--- Begin ---

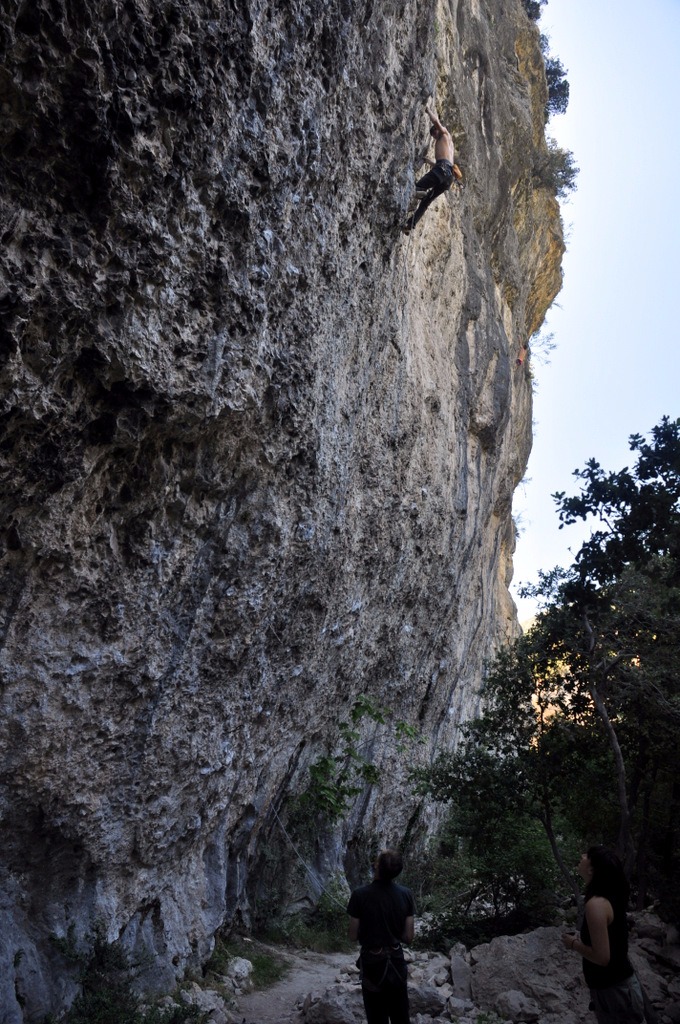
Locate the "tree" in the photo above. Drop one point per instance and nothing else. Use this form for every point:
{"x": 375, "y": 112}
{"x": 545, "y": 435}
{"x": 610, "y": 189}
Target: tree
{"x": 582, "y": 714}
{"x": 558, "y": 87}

--- End ---

Please copy the lines above word for word, leaving out the pictures.

Result of this exercise:
Locate the "tree" in the photo above. Drop one point per instance and nothing else. Use this form for every point:
{"x": 375, "y": 112}
{"x": 545, "y": 435}
{"x": 610, "y": 189}
Target: tree
{"x": 582, "y": 714}
{"x": 558, "y": 87}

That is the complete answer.